=== Travail demandé ===
- a) D'après le texte sur le Monkey Selfie, pourquoi beaucoup de personnes étaient-elles prêtes à attribuer les droits de la photo à un singe ? Répondez en une à trois phrases.
- b) Redimensionnez les enregistrements : recopiez toutes leurs lignes, requêtes comprises, en multipliant chaque coordonnée des réponses par 0,3 et en arrondissant le résultat à l'entier, les demies vers le haut.

=== Texte fourni ===
══════════════════════════════
Pour conclure, je poste ces quelques lignes que j’avais écrites à propos de l’histoire du Monkey Selfie pour le Calendrier de l’Avent du domaine public 2015 :

Dans cette polémique, beaucoup de personnes pensent que cette photo doit nécessairement appartenir à quelqu’un. Si les droits n’appartenaient pas au photographe, beaucoup étaient prêts à accepter qu’ils devaient être attribués à un singe, même si une telle hypothèse est absurde. S’il en est ainsi […], c’est que nous sommes conditionnés à penser que toute forme de création doit nécessairement avoir un titulaire de droits, à tel point qu’il nous est devenu difficile d’imaginer une œuvre qui appartiendrait à tous.

En cela, le Monkey Selfie mérite bien d’être devenu une véritable icône du domaine public. Il en illustre la fragilité et sa difficulté à exister dans un monde imprégné d’une idéologie propriétaire omniprésente.
══════════════════════════════
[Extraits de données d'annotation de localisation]
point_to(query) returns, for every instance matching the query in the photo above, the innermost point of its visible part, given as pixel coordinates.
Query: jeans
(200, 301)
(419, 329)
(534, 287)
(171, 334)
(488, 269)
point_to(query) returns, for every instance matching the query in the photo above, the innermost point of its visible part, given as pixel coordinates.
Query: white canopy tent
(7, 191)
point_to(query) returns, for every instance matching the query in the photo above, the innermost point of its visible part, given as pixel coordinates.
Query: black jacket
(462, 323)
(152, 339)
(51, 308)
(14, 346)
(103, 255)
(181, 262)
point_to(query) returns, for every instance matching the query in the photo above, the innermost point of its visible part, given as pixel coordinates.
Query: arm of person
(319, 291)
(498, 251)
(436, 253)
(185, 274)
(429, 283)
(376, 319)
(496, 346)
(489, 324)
══════════════════════════════
=== Réponses attendues ===
- a) Selon le texte, nous sommes conditionnés à penser que toute forme de création doit nécessairement avoir un titulaire de droits, au point qu'il nous est devenu difficile d'imaginer une œuvre qui appartiendrait à tous. C'est pourquoi, si les droits n'appartenaient pas au photographe, beaucoup acceptaient qu'ils reviennent au singe, malgré l'absurdité de cette hypothèse.

- b)
point_to(query) returns, for every instance matching the query in the photo above, the innermost point of its visible part, given as pixel coordinates.
Query: jeans
(60, 90)
(126, 99)
(160, 86)
(51, 100)
(146, 81)
point_to(query) returns, for every instance matching the query in the photo above, the innermost point of its visible part, given as pixel coordinates.
Query: white canopy tent
(2, 57)
point_to(query) returns, for every instance matching the query in the photo above, the innermost point of its visible part, given as pixel coordinates.
Query: black jacket
(139, 97)
(46, 102)
(15, 92)
(4, 104)
(31, 77)
(54, 79)
point_to(query) returns, for every instance matching the query in the photo above, the innermost point of its visible part, given as pixel coordinates.
Query: arm of person
(96, 87)
(149, 75)
(131, 76)
(56, 82)
(129, 85)
(113, 96)
(149, 104)
(147, 97)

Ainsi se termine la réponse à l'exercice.